Trecho do texto:
----------

Quinze dos 17 juízes que compõem a Corte Internacional de Justiça (CIJ) — a máxima instância judicial da Organização das Nações Unidas (ONU), em Haia — acataram o recurso de emergência apresentado pela África do Sul e exigiram que Israel tome todas as medidas ao seu alcance para impedir atos de genocídio na Faixa de Gaza, além de prevenir e punir a incitação a esse tipo de crime. O tribunal se baseou na Convenção para a Prevenção de Genocídios, assinada em 1948, depois do Holocausto. Apenas as magistradas Julia Sebutinde (Uganda) e Xue Hanqin (China) destoaram dos colegas e recusaram as disposições.
A CIJ também ordenou que Israel tome medidas imediatas e eficazes para permitir o fornecimento de serviços básicos e de ajuda humanitária, "urgentemente necessários para abordar as condições de vida adversas dos palestinos na Faixa de Gaza". A decisão do CIJ não reivindica, explicitamente, um cessar-fogo. Também evitou se pronunciar sobre a questão subjacente de enquadrar, ou não, as operações militares israelenses no enclave palestino no conceito jurídico de genocídio.
Enquanto os palestinos celebravam um "momento histórico", o primeiro-ministro de Israel, Benjamin Netanyahu, classificava a acusação sul-africana como "falsa e escandalosa". "Pessoas decentes de todos os lugares deveriam rejeitá-la. Estamos travando uma guerra injusta. Lutamos contra os monstros do Hamas, que assassinaram, estupraram e sequestraram nossos cidadãos. Continuaremos fazendo de tudo para proteger a nós mesmos e aos nossos cidadãos, respeitando, ao mesmo tempo, o direito internacional", declarou o chefe de governo. Ele acusou a Corte de Haia de privar o Estado judeu do direito básico à autodefesa. Israel Katz, ministro das Relações Exteriores de Netanyahu, sublinhou que o compromisso do país com o direito internacional é "inabalável". "Louvo nossa excelente equipe jurídica por seus excelentes esforços. Vocês representaram Israel e o povo judeu com honra. Vocês nos deixaram orgulhosos", disse.
Os Estados Unidos, aliados de Israel, desqualificaram as alegações. "Seguimos acreditando que as acusações de genocídio são infundadas e tomamos nota de que o tribunal não se pronunciou sobre o genocídio nem pediu um cessar-fogo em sua decisão", reagiu o Departamento de Estado americano.
Em nota, o movimento extremista palestino Hamas saudou a decisão e disse acreditar que a CIJ comprovou a acusação de genocídio contra Israel. "A decisão abre caminho para líderes inimigos serem responsabilizados por crimes ante um tribunal internacional, ao enfatizar os direitos do povo palestino de decidirem o seu destindo, estabelecerem um Estado independente e retornarem para sua terra e sua casa", afirma o texto.
"Medidas marginais"

----------

Informações extraídas:
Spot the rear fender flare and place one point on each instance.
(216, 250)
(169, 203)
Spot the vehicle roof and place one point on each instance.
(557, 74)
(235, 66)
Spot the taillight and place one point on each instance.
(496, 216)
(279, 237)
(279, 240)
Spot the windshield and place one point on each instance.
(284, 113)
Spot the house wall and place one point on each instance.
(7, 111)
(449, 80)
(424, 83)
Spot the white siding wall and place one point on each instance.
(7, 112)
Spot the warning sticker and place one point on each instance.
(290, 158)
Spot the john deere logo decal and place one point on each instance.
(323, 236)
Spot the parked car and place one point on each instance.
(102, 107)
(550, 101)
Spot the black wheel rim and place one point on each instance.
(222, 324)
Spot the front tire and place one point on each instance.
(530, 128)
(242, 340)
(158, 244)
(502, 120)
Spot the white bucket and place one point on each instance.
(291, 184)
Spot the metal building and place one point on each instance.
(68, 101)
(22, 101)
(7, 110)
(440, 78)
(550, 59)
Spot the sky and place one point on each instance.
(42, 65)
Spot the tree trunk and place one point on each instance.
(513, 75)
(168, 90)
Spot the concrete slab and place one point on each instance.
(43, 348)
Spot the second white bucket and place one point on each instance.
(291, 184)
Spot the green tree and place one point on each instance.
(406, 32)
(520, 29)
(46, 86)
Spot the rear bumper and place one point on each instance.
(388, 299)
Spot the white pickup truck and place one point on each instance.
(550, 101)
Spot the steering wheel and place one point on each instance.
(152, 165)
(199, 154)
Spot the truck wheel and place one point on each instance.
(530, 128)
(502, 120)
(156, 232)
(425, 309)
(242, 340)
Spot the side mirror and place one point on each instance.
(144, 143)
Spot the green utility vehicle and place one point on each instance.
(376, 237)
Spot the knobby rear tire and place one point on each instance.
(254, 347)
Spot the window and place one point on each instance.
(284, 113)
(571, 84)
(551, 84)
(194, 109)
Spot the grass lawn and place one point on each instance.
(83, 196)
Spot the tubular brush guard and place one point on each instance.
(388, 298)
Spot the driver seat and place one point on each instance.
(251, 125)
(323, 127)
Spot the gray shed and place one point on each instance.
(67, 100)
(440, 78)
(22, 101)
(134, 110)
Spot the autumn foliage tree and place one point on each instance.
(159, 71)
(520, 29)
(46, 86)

----------

Tarefa proposta:
Transcreva sem alterações a passagem do texto sobre a decisão da Corte Internacional de Justiça que começa em "Quinze dos 17" e segue até "recusaram as disposições.".

Resposta completa:
Quinze dos 17 juízes que compõem a Corte Internacional de Justiça (CIJ) — a máxima instância judicial da Organização das Nações Unidas (ONU), em Haia — acataram o recurso de emergência apresentado pela África do Sul e exigiram que Israel tome todas as medidas ao seu alcance para impedir atos de genocídio na Faixa de Gaza, além de prevenir e punir a incitação a esse tipo de crime. O tribunal se baseou na Convenção para a Prevenção de Genocídios, assinada em 1948, depois do Holocausto. Apenas as magistradas Julia Sebutinde (Uganda) e Xue Hanqin (China) destoaram dos colegas e recusaram as disposições.